◆ Exercise passage:
BEGIN

A new technique using intestinal stem cells from cystic fibrosis (CF) patients can help predict how patients will respond to a particular drug.
The proof-of-principle study, titled “Characterizing responses to CFTR-modulating drugs using rectal organoids derived from subjects with cystic fibrosis” and published in the journal Science Translational Medicine, isolated intestinal stem cells from such patients and cultured them in the lab. Researchers then examined responses to two transmembrane conductance regulator (CFTR)-modulating therapies, ivacaftor/Kalydeco and lumacaftor.
In culture, these stem cells start forming what researchers call ‘organoids’ — tiny three-dimensional models of the organ from which they are derived. Recent advances in ways of culturing such organoids has made them an attractive tool for researchers and clinicians.

END

◆ Provided material:
BEGIN

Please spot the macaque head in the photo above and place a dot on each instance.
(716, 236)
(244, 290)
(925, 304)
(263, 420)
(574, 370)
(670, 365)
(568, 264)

END

◆ Directions:
a: List every drug name that appears in the cystic fibrosis article.
b: For each statement, state whether it agrees with the cystic fibrosis article. Answer yes or no, and quote the words of the article that decide it.
(i) The study appeared in Science Translational Medicine.
(ii) The stem cells used in the study were taken from the lungs of patients.
(iii) Organoids are described as tiny three-dimensional models of the organ from which they are derived.
c: Reproduce the stretch of the cystic fibrosis article from "A new technique" through "ivacaftor/Kalydeco and lumacaftor.".

◆ Solutions for each task:
a: ivacaftor, Kalydeco, lumacaftor

b:
(i) Yes: "published in the journal Science Translational Medicine"
(ii) No: "isolated intestinal stem cells from such patients"
(iii) Yes: "tiny three-dimensional models of the organ from which they are derived"

c:
A new technique using intestinal stem cells from cystic fibrosis (CF) patients can help predict how patients will respond to a particular drug.
The proof-of-principle study, titled “Characterizing responses to CFTR-modulating drugs using rectal organoids derived from subjects with cystic fibrosis” and published in the journal Science Translational Medicine, isolated intestinal stem cells from such patients and cultured them in the lab. Researchers then examined responses to two transmembrane conductance regulator (CFTR)-modulating therapies, ivacaftor/Kalydeco and lumacaftor.